§ INSTRUCTIONS TO FOLLOW
Retype the whole listing below line for line, changing nothing.
=== GIVEN DATA ===
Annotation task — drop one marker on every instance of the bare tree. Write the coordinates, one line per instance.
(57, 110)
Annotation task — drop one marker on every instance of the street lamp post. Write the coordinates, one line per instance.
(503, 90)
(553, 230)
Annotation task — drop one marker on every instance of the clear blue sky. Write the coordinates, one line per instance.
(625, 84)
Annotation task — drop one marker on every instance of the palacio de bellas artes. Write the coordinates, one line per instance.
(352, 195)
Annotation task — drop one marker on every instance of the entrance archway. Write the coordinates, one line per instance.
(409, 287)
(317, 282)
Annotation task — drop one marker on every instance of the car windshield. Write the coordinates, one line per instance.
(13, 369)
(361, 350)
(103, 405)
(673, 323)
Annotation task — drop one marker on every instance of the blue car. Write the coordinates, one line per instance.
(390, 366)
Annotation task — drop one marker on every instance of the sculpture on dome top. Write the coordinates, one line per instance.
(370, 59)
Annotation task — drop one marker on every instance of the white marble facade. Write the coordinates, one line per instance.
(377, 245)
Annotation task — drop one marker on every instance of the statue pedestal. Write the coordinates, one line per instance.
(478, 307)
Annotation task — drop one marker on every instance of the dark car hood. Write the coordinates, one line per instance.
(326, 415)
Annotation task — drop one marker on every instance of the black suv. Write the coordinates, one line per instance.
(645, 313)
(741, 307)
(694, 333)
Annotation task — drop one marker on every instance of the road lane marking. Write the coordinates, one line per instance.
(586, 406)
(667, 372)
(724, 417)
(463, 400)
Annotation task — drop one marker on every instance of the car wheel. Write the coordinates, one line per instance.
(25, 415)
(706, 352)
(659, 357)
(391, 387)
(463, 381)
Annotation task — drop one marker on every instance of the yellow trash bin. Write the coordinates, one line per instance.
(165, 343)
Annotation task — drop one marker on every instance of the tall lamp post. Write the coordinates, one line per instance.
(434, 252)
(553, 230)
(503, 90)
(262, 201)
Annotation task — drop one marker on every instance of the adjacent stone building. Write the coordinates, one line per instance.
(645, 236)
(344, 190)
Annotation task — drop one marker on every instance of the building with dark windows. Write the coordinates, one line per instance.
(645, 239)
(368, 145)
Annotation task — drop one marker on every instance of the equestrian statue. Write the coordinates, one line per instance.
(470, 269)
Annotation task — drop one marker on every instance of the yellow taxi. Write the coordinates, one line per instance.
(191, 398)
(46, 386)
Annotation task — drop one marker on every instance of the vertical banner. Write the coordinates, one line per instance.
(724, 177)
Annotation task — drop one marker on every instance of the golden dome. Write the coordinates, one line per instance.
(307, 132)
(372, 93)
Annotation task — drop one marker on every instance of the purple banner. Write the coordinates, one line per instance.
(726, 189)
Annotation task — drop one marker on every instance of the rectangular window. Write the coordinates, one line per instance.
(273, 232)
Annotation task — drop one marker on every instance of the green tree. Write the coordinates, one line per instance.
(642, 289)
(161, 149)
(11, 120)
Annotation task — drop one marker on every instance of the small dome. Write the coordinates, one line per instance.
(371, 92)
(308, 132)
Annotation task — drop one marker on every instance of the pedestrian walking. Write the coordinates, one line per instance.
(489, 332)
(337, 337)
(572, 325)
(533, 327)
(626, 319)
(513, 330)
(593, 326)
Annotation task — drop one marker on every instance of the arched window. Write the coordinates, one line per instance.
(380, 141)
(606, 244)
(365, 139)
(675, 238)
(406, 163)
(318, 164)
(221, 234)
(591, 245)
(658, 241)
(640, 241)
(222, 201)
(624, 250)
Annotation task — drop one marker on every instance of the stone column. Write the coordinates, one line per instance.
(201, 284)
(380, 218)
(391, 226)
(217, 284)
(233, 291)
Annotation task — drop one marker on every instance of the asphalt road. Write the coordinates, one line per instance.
===
§ EXERCISE RESULT
Annotation task — drop one marker on every instance of the bare tree. Write the coordinates, one line per instance.
(57, 110)
Annotation task — drop one marker on every instance of the street lamp post. Write the coordinates, one line per instance.
(503, 90)
(553, 230)
Annotation task — drop one marker on every instance of the clear blue sky. Write the coordinates, one line per instance.
(625, 84)
Annotation task — drop one marker on every instance of the palacio de bellas artes. Write the coordinates, one line per instance.
(352, 195)
Annotation task — drop one marker on every instance of the entrance archway. Write the coordinates, one line per instance.
(409, 287)
(317, 282)
Annotation task — drop one marker on every instance of the car windshield. Write the coordinates, one line per instance.
(13, 369)
(361, 350)
(103, 405)
(673, 323)
Annotation task — drop one marker on every instance of the blue car. Write the coordinates, one line per instance.
(390, 366)
Annotation task — drop one marker on every instance of the sculpture on dome top. Write the coordinates, one line per instance.
(370, 59)
Annotation task — drop one marker on every instance of the white marble facade. Write the coordinates, one line per instance.
(377, 245)
Annotation task — drop one marker on every instance of the statue pedestal. Write the coordinates, one line per instance.
(478, 307)
Annotation task — drop one marker on every instance of the dark car hood. Write the coordinates, one line per instance.
(326, 415)
Annotation task — drop one marker on every instance of the black suv. Write the coordinates, one line per instance.
(645, 313)
(741, 307)
(694, 333)
Annotation task — drop one marker on every instance of the road lane marking. Write the coordinates, one line per instance.
(586, 406)
(667, 372)
(724, 417)
(463, 400)
Annotation task — drop one marker on every instance of the car wheel. Write the coordinates, one line per instance.
(25, 415)
(706, 352)
(659, 357)
(391, 387)
(463, 381)
Annotation task — drop one marker on every instance of the yellow trash bin. Write the coordinates, one line per instance.
(165, 343)
Annotation task — drop one marker on every instance of the tall lamp post. Write the coordinates, one line per instance.
(434, 252)
(553, 230)
(503, 90)
(262, 201)
Annotation task — drop one marker on every instance of the adjacent stone building. Write the coordinates, one line per instance.
(645, 236)
(344, 190)
Annotation task — drop one marker on every instance of the building with dark windows. Write the coordinates, one line per instance.
(645, 239)
(368, 145)
Annotation task — drop one marker on every instance of the equestrian statue. Write the coordinates, one line per instance.
(470, 269)
Annotation task — drop one marker on every instance of the yellow taxi. Write the coordinates, one line per instance.
(191, 398)
(46, 386)
Annotation task — drop one marker on every instance of the vertical banner. Write the coordinates, one line per instance.
(724, 177)
Annotation task — drop one marker on every instance of the golden dome. Write the coordinates, one line per instance.
(307, 132)
(372, 93)
Annotation task — drop one marker on every instance of the purple banner. Write the coordinates, one line per instance.
(726, 189)
Annotation task — drop one marker on every instance of the rectangular window. Write the coordinates, one line per instance.
(273, 232)
Annotation task — drop one marker on every instance of the green tree. Write the coordinates, one line per instance.
(642, 289)
(161, 149)
(11, 120)
Annotation task — drop one marker on every instance of the small dome. Write the coordinates, one line per instance.
(371, 92)
(308, 132)
Annotation task — drop one marker on every instance of the pedestrian walking. Write the coordinates, one line per instance.
(489, 332)
(337, 337)
(572, 325)
(533, 327)
(626, 319)
(513, 330)
(593, 326)
Annotation task — drop one marker on every instance of the arched window. Write the coordinates, one line per instance.
(380, 141)
(606, 244)
(365, 139)
(675, 238)
(406, 163)
(318, 164)
(221, 234)
(591, 245)
(658, 241)
(640, 241)
(222, 201)
(624, 250)
Annotation task — drop one marker on every instance of the stone column. Write the coordinates, one line per instance.
(201, 284)
(380, 218)
(391, 226)
(217, 284)
(233, 291)
Annotation task — drop one marker on every instance of the asphalt road. Write the coordinates, one line per instance.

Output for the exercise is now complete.